■ Task requirements
Print nothing except the lines of the listing below from the line with "output: a Python" to the line with "note: a mask", each exactly as written, both ends included.
<<<<
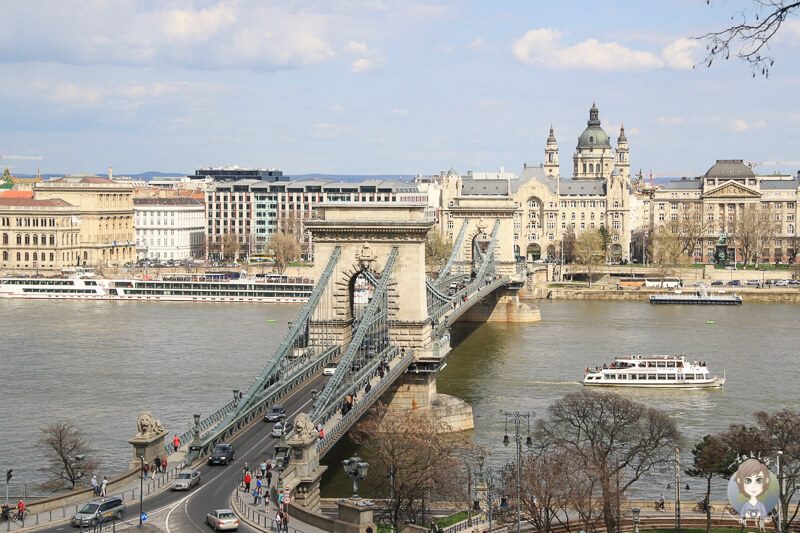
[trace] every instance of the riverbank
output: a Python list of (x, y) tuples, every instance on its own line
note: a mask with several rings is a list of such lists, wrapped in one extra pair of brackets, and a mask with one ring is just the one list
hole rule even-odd
[[(736, 288), (725, 289), (725, 294), (736, 293), (742, 297), (744, 303), (800, 303), (800, 289), (758, 289)], [(617, 289), (605, 286), (599, 287), (541, 287), (534, 292), (535, 298), (548, 300), (622, 300), (622, 301), (649, 301), (653, 294), (671, 294), (668, 290), (647, 289)]]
>>>>
■ Written response
output: a Python list of (x, y) tuples, every instance on its own line
note: a mask with several rings is a list of such lists, wrapped in one extra pair of brackets, and a mask with one ring is just the one list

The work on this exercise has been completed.